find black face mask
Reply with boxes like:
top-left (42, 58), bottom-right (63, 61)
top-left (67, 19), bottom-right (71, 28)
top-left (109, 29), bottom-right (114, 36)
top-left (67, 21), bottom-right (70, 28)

§ **What is asked**: Recast the material above as a Markdown table with two columns, Row and Line. Give each nonblank line its own numbered row and leave out blank lines.

§ **Solution for this task**:
| Row | Line |
|---|---|
| 1 | find black face mask |
| 2 | Reply with boxes like: |
| 3 | top-left (42, 58), bottom-right (63, 61) |
| 4 | top-left (67, 19), bottom-right (71, 28) |
| 5 | top-left (109, 29), bottom-right (114, 36) |
| 6 | top-left (67, 21), bottom-right (70, 28) |